**Article**:
-- BEGIN --
Within advertising, there is a lot of thought and psychology behind which images work best at connecting with an audience and how these images are presented. Brands are always looking for ways to ensure that viewers not only remember their advertisements, but also feel a resonance or connection with the imagery.
In 2018 Right Left Agency conducted a study in collaboration with a USC Master of Science student that measured the effectiveness of using first-person point of view (POV) in advertisements. The study observed two Facebook ads. The only difference between the two ads was that one photo was shown in first-person POV and the other was shot in the more common third-person POV. The results showed higher measures of success in the first-person POV ad totaling “9% higher clicks (185 vs. 170), and 43% higher total engagement (n=32 vs. n=14)” compared to the third-person POV. The cost-per-click campaign was even decreased by the third day on the first-person POV ad due to higher engagement and Facebook Algorithm.
-- END --
**Tasks to carry out**:
**a)** Answer these questions from the article on first-person advertising:
(i) In what year was the study conducted?
(ii) On which platform did the two ads in the study run?
(iii) How many clicks did the first-person ad receive?
**b)** Extend the article on first-person advertising, picking up after its last sentence.
The rows have nothing to do with the article on first-person advertising.

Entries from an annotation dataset
-- BEGIN --
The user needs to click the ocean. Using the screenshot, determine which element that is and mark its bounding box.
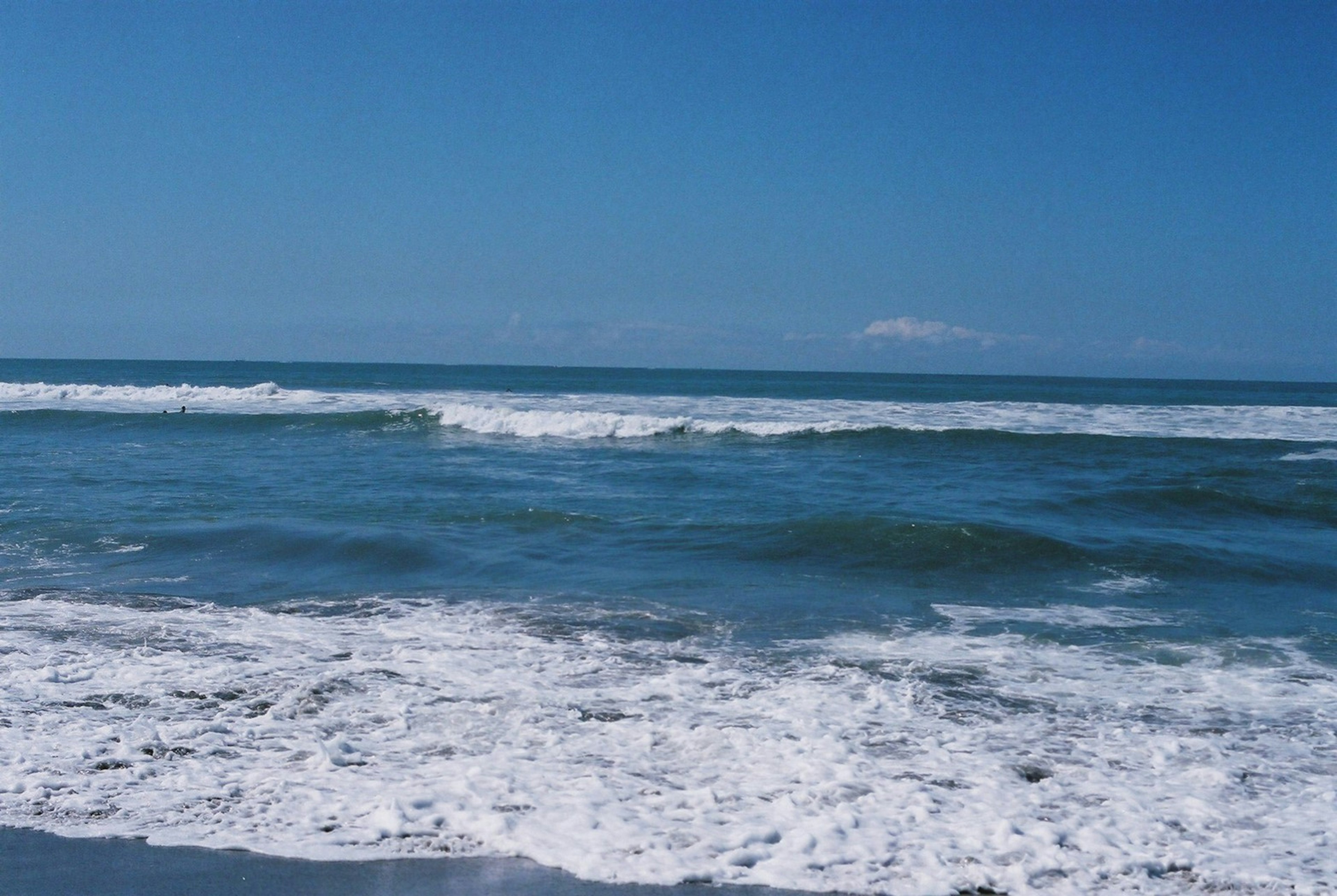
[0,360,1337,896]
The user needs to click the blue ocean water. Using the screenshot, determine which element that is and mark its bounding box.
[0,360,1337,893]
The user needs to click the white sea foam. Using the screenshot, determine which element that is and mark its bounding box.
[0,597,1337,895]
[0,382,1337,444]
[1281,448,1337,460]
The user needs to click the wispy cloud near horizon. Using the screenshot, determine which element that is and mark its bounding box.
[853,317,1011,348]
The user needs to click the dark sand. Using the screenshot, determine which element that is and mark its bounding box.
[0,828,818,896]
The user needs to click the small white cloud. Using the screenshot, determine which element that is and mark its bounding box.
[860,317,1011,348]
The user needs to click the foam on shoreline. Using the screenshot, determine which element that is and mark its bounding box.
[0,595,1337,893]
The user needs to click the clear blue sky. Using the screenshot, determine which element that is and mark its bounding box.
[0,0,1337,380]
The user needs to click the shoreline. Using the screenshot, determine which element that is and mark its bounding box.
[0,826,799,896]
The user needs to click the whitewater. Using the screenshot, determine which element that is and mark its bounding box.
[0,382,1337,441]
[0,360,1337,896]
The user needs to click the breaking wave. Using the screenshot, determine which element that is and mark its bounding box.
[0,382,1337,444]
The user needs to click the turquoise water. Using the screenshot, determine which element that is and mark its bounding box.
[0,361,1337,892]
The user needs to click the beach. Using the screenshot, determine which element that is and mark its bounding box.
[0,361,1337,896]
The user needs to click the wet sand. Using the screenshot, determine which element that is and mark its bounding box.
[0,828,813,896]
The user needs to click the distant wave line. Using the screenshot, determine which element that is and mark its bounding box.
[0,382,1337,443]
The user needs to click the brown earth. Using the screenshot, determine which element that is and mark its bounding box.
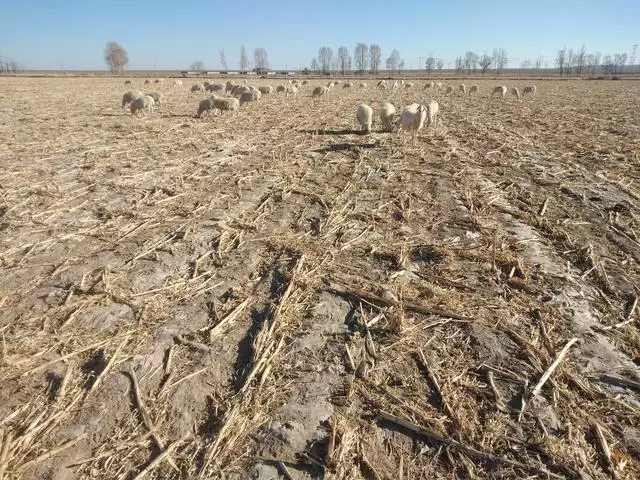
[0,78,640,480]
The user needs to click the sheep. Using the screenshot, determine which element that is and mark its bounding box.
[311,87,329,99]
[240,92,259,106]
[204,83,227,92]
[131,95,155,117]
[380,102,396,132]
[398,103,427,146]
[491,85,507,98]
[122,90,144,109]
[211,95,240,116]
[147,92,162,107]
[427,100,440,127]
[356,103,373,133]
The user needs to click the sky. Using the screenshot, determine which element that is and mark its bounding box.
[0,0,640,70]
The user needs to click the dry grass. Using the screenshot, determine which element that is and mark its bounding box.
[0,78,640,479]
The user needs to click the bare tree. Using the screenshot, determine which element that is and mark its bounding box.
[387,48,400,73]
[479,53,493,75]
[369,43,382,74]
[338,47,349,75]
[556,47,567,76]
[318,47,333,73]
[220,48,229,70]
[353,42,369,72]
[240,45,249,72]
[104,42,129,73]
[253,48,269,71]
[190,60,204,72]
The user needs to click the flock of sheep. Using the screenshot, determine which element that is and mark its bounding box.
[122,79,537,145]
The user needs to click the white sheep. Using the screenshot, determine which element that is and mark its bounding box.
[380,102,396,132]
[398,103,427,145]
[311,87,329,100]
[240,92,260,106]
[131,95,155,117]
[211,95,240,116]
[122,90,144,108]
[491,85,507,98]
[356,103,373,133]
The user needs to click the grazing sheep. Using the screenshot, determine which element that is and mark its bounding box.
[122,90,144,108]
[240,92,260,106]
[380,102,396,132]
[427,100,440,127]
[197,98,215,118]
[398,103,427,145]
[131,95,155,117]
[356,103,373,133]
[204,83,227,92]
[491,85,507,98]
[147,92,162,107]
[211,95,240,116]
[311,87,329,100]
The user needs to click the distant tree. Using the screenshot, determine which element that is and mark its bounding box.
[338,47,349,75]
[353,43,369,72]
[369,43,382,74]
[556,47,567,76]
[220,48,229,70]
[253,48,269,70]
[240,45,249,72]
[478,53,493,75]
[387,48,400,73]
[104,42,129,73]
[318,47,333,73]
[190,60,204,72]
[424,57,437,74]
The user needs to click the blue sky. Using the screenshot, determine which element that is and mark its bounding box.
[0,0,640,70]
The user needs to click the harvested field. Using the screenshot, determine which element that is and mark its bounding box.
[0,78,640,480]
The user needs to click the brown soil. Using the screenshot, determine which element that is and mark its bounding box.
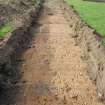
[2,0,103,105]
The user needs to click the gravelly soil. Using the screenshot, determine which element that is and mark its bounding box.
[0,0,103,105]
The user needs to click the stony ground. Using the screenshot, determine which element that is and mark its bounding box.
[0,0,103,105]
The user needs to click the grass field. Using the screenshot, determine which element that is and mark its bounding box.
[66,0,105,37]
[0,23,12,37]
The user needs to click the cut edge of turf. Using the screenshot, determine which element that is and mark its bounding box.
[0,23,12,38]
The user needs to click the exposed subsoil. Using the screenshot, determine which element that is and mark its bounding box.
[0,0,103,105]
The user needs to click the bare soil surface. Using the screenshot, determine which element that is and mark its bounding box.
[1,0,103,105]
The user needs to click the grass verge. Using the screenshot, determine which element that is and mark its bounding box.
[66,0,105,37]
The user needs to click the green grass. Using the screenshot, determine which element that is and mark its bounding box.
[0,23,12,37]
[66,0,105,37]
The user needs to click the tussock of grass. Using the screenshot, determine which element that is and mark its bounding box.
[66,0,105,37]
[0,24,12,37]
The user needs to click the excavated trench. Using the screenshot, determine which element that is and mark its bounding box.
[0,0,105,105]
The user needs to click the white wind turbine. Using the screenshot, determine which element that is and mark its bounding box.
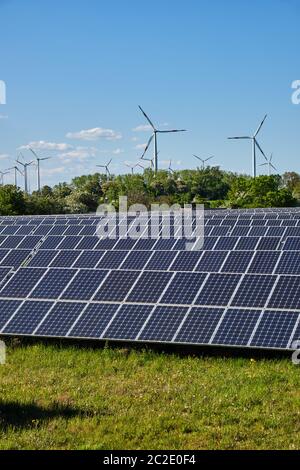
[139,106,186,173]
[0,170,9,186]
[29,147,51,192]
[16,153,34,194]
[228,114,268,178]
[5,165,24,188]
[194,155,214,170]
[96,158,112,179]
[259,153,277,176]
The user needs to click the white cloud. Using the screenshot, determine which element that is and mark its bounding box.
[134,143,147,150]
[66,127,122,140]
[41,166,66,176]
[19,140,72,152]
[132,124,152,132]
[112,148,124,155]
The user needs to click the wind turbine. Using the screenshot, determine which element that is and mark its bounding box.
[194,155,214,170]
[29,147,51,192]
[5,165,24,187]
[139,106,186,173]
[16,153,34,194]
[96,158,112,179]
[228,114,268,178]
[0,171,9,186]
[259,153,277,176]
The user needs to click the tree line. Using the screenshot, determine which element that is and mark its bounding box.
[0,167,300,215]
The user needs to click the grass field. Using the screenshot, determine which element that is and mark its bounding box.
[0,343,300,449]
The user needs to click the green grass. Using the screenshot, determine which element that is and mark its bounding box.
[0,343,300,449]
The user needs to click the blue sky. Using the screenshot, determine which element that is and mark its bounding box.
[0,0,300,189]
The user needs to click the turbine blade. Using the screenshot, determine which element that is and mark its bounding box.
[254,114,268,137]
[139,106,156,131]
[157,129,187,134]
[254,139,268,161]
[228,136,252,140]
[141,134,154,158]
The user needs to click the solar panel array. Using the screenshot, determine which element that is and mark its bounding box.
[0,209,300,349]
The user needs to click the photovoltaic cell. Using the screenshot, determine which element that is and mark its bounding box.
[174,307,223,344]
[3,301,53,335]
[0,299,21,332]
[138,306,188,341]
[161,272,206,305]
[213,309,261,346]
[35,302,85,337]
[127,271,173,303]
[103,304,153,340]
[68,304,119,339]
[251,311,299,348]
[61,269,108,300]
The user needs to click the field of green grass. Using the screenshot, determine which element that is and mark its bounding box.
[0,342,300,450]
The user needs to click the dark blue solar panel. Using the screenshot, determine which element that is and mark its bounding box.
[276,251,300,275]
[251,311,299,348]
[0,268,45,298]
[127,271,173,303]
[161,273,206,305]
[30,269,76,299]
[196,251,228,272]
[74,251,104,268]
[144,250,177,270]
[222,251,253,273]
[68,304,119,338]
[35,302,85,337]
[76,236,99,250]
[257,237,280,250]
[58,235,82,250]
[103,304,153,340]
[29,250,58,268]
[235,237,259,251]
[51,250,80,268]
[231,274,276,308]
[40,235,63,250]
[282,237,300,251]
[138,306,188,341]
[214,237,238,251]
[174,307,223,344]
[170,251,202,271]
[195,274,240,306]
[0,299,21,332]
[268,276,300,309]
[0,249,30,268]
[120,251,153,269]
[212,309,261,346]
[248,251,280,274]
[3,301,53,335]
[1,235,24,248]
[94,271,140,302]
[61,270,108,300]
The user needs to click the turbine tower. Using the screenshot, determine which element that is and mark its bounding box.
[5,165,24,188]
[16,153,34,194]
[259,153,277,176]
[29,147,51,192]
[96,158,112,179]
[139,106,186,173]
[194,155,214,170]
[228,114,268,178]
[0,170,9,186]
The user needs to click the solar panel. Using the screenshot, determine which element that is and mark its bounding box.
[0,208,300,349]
-- END --
**The results**:
**a)**
(i) 2018
(ii) Facebook
(iii) 185

**b)**
When it came to conversion rate, the third-person POV outperformed by a small margin (71 vs. 69); however, the Right Left Agency reminds us that previous research has shown that higher engagement may lead to a higher conversion rate in the long term. Calder, Malthouse, and Schaedel’s (2009) study confirmed that “despite the low relevance for short-term sales, likes and comments over the long-term were shown to be the strongest cumulative-sales drivers.”
Overall this study shows that a more intentional choice of imagery in advertisements has the capacity to resonate more effectively with consumers, and successfully impact commercial campaigns and ads.
Below we share why first-person POV is so effective, and our tips for bringing this perspective to your Licensing portfolio.
What sets first-person POV apart from the rest?
Well, as the 500px team has stated in previous articles, commercial advertising is most effective when the viewer can make a connection to what they see and are able to place themselves within the scene. That is why tips like turning your model slightly or completely away from the camera allows the viewer to easily imagine themselves having the experience. Another tip we often talk about is including the figure of a human or animal in a landscape or nature shot, photos like this have shown to be more salable than content without a human or animal presence.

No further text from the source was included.